__What to do__
Please copy out every row below word for word, leaving out the pictures.

[Start of Source data]

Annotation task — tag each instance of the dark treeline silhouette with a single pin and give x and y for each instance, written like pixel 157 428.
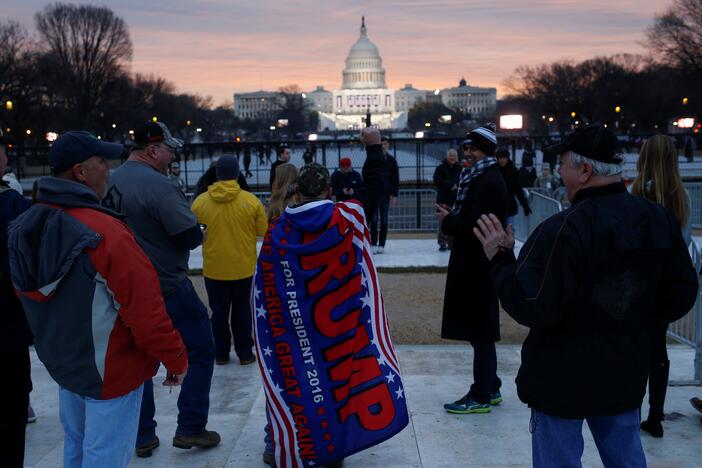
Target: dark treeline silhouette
pixel 631 93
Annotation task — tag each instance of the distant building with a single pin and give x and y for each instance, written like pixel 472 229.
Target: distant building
pixel 363 90
pixel 258 105
pixel 407 97
pixel 470 99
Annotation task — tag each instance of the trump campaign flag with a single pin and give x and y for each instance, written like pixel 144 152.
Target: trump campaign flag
pixel 331 377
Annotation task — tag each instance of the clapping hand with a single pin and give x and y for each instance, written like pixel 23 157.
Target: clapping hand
pixel 493 237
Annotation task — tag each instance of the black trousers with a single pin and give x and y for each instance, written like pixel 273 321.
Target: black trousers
pixel 13 412
pixel 230 302
pixel 485 379
pixel 659 367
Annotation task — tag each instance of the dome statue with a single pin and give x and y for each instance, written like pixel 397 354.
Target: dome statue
pixel 364 67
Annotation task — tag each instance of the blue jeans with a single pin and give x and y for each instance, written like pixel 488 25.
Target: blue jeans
pixel 230 302
pixel 98 432
pixel 382 207
pixel 189 316
pixel 557 442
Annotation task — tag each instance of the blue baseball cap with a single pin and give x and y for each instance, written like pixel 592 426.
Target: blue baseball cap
pixel 77 146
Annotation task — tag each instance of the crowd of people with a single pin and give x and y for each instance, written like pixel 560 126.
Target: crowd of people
pixel 95 275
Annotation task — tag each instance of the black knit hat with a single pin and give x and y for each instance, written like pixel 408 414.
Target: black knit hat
pixel 594 142
pixel 313 180
pixel 483 138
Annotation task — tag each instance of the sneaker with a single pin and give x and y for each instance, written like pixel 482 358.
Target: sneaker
pixel 222 361
pixel 205 439
pixel 467 405
pixel 696 403
pixel 269 458
pixel 31 417
pixel 246 362
pixel 653 427
pixel 145 450
pixel 495 399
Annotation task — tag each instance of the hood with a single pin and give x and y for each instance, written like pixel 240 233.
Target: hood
pixel 62 192
pixel 224 190
pixel 43 243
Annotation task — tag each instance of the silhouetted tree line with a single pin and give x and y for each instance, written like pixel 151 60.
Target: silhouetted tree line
pixel 632 93
pixel 74 74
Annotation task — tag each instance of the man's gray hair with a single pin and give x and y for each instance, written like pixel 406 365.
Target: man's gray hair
pixel 598 167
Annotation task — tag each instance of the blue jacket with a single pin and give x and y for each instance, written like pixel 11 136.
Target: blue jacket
pixel 14 333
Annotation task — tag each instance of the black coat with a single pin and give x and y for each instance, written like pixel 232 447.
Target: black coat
pixel 589 282
pixel 341 180
pixel 527 177
pixel 445 178
pixel 471 310
pixel 514 189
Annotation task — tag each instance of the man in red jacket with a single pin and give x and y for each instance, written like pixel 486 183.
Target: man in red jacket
pixel 93 302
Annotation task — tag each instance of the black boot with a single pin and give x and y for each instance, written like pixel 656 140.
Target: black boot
pixel 657 387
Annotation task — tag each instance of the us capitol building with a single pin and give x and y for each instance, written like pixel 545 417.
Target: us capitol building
pixel 363 89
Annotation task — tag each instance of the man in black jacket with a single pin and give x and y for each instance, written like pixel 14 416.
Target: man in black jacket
pixel 588 283
pixel 471 310
pixel 446 177
pixel 284 155
pixel 384 200
pixel 514 188
pixel 345 181
pixel 15 336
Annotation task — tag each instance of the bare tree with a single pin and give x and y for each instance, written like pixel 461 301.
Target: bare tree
pixel 676 36
pixel 90 45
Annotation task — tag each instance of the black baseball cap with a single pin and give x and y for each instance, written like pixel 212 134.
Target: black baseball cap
pixel 77 146
pixel 155 132
pixel 593 142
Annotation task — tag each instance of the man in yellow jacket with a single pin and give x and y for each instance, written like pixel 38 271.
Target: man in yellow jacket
pixel 233 219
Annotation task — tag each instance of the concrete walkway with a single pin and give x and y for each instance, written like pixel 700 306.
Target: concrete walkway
pixel 432 375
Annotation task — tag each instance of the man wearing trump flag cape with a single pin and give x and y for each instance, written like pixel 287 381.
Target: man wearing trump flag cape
pixel 330 374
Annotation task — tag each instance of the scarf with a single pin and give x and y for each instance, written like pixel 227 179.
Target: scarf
pixel 467 175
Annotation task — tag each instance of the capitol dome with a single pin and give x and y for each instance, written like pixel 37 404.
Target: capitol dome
pixel 364 67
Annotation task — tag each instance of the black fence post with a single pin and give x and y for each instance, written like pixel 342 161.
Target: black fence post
pixel 418 201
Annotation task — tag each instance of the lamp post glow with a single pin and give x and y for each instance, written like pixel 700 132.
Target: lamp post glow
pixel 512 122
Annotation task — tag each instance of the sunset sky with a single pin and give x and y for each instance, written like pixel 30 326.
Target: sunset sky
pixel 216 48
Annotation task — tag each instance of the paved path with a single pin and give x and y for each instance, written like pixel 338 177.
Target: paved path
pixel 433 374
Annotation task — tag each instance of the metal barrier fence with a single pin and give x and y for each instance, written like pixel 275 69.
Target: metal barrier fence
pixel 542 208
pixel 687 330
pixel 414 210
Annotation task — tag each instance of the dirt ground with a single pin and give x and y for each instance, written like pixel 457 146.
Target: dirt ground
pixel 413 302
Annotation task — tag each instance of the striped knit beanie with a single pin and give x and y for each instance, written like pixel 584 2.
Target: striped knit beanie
pixel 483 138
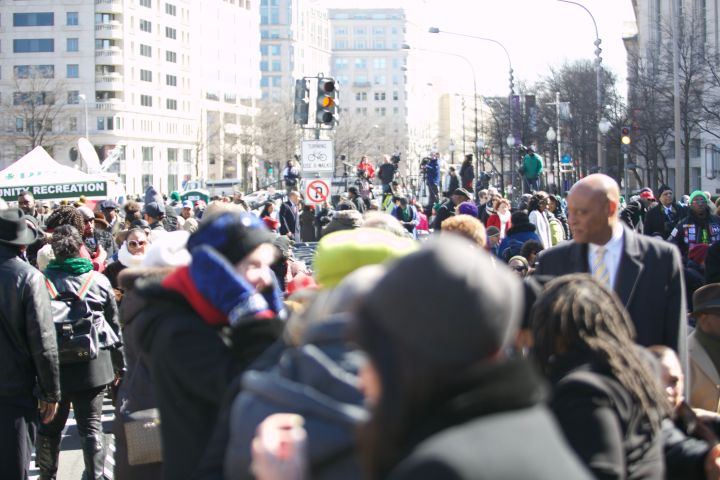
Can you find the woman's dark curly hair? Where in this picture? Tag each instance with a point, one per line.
(65, 215)
(577, 312)
(66, 242)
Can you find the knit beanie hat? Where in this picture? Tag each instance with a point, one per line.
(453, 316)
(698, 253)
(662, 189)
(168, 250)
(233, 234)
(698, 193)
(468, 208)
(340, 253)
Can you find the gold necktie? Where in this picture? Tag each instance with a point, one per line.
(600, 271)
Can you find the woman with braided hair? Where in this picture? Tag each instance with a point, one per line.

[End of Source data]

__Output__
Annotation task — tag each instance of the dark treeline silhouette with a single pin and give x and y for each instance, written like pixel 157 428.
Target: dark treeline silhouette
pixel 631 93
Annotation task — tag each instance of the distant building with a single pin and give x and y for each instance, written like pixel 472 229.
Target: distant building
pixel 363 90
pixel 258 105
pixel 407 97
pixel 470 99
Annotation task — tag each instance of the trump campaign flag with a single pin and give x and y for each instance, written like pixel 144 152.
Target: trump campaign flag
pixel 331 377
Annotation task — tag each instance of the clapping hand with a single pin and give x and y for each instance, written like pixel 23 157.
Target: clapping hand
pixel 493 237
Annotation task — tag each instance of the black trousers with a single pin and give x and y for each instance, written like pixel 273 321.
Target: black trousers
pixel 13 412
pixel 230 302
pixel 485 379
pixel 659 367
Annotation task — tag each instance of the dome statue with a single pin and give x and y for each instance, written like pixel 397 354.
Target: dome statue
pixel 364 67
Annotation task — tag each instance of the blue jeans with a single pin and give x and y for each instance, written like pixel 488 25.
Target: blue jeans
pixel 230 302
pixel 98 432
pixel 382 207
pixel 189 316
pixel 557 442
Annotation task — tag each instance of the blue baseball cap with a single pin and give x and y for each instance, written like pixel 592 426.
Target: blue baseball cap
pixel 77 146
Annotation task — tag each instance of the crowd of people with a single pin and give x and y for each instance, written like pixel 560 126.
Target: crowd of people
pixel 95 275
Annotation task — tag each instance of the black knit hat with a single pin and give x and y for each instance, written like pixel 408 414.
Target: black knit hat
pixel 594 142
pixel 313 180
pixel 483 138
Annotation task — tag each instance of the sneaker with a single pin and give x and y for each instance, written like pixel 482 358.
Target: sneaker
pixel 222 361
pixel 205 439
pixel 467 405
pixel 696 403
pixel 269 458
pixel 31 417
pixel 246 362
pixel 653 427
pixel 145 450
pixel 495 399
Annotation task — tag each instance of the hood with a single pin and give x and y for each instance, written like pixel 240 233.
Target: hood
pixel 62 192
pixel 224 190
pixel 43 243
Annotation task — tag each instance of the silhouetted tree line with a single pin and give x and y for each instance, written like pixel 151 60.
Target: silhouetted tree line
pixel 632 93
pixel 74 74
Annotation task — tag each instance of the man's gray hair with a single pin and give x and y for each instance, written like pixel 406 365.
Target: man's gray hair
pixel 598 167
Annotation task — tag each instance of the blue jacket with a single pin and give x and y for each instance, written like pixel 11 136.
Target: blue jacket
pixel 14 333
Annotation task — tag each instance of the black coat with a single pin and give x and y for each instance, written like pixel 232 447.
Target: black coat
pixel 589 282
pixel 341 180
pixel 527 177
pixel 445 178
pixel 471 310
pixel 514 189
Annotation task — tag each instance of the man in red jacket with a single pin and give x and y for each instance, written like pixel 486 183.
Target: man in red jacket
pixel 93 302
Annotation task — tag each instance of the black boot with a single pin and give x and y for each instance, written like pixel 656 140.
Target: black boot
pixel 657 387
Annotation task — tag each instance of the us capitol building with a single pin and give x and y for each instance, written like pixel 545 417.
Target: us capitol building
pixel 363 89
Annotation task — tag each instance of the man in black jacket with a single pin and give x and y for each instance, written like pixel 14 416.
Target: man in black jacket
pixel 588 283
pixel 471 310
pixel 446 177
pixel 284 155
pixel 384 200
pixel 514 188
pixel 345 181
pixel 15 336
Annotation task — tag each instance of the bare tree with a single pin and give x and y for each instance, written like pixel 461 301.
Target: bare tree
pixel 676 36
pixel 90 45
Annotation task — tag each instance of the black baseball cap with a single pin and give x and y for each instance, written like pixel 212 134.
Target: black baseball cap
pixel 77 146
pixel 155 132
pixel 593 142
Annotation task — tag each instance of the man in yellow jacket with a single pin and give x and y for each instance, written like pixel 38 271.
Target: man in yellow jacket
pixel 233 219
Annotation task — tag each instance of the concrete walkway with a single pin and give x and y for each instance, written like pixel 700 306.
Target: concrete walkway
pixel 432 375
Annotation task — tag each instance of the man wearing trump flag cape with a single pin and give x and y for each instance, written like pixel 287 381.
Target: man wearing trump flag cape
pixel 330 374
Annotation task — tag each instance of the scarf with a single pin and give x and y for each instance, written like pixel 227 179.
Target: scarf
pixel 467 175
Annotation task — tag each instance of the capitol dome with a single pin and give x and y for each instance, written like pixel 37 404.
Target: capitol dome
pixel 364 67
Annotation task — tag each instance of the black fence post with a single pin and give x and y for each instance, written like pixel 342 161.
Target: black fence post
pixel 418 201
Annotation task — tag each instance of the lamp post glow with a single pin and give x and y for each instance, written like pixel 700 132.
Target: lamp post glow
pixel 512 122
Annotation task — tag each instance of the sunset sky with a single pin and give x and y for each instance, written like pixel 30 326.
Target: sunset sky
pixel 216 48
Annotation task — tag each instance of the paved path with a single pin and give x and y for each instance, written like pixel 338 177.
Target: paved path
pixel 433 374
Annotation task — tag each instance of the metal barrier fence with a single pin and give x and y for each instance, written like pixel 275 69.
Target: metal barrier fence
pixel 542 208
pixel 687 330
pixel 414 210
Annotation task — tag each instance of the dirt ground with a single pin and give x and y for each instance, written like pixel 457 146.
Target: dirt ground
pixel 413 302
Annotation task — tag each instance of the striped knit beanie with a single pin and give x and y for each instance, written like pixel 584 2.
Target: striped knit beanie
pixel 483 138
Can you find the woman's dark curly hair? Where in this picture? Tag each instance with a point, one per line.
(65, 215)
(577, 312)
(66, 242)
Can you find the knit beanie hat? Where in this picture? Tag each instance with a point, one per line.
(453, 316)
(698, 253)
(662, 189)
(168, 250)
(233, 234)
(698, 193)
(468, 208)
(340, 253)
Can you find the gold necktie? Where in this picture? Tag each instance with a point, one per line.
(600, 271)
Can you find the woman with braided hair? Where in this picture? Tag each instance with a point, one per line.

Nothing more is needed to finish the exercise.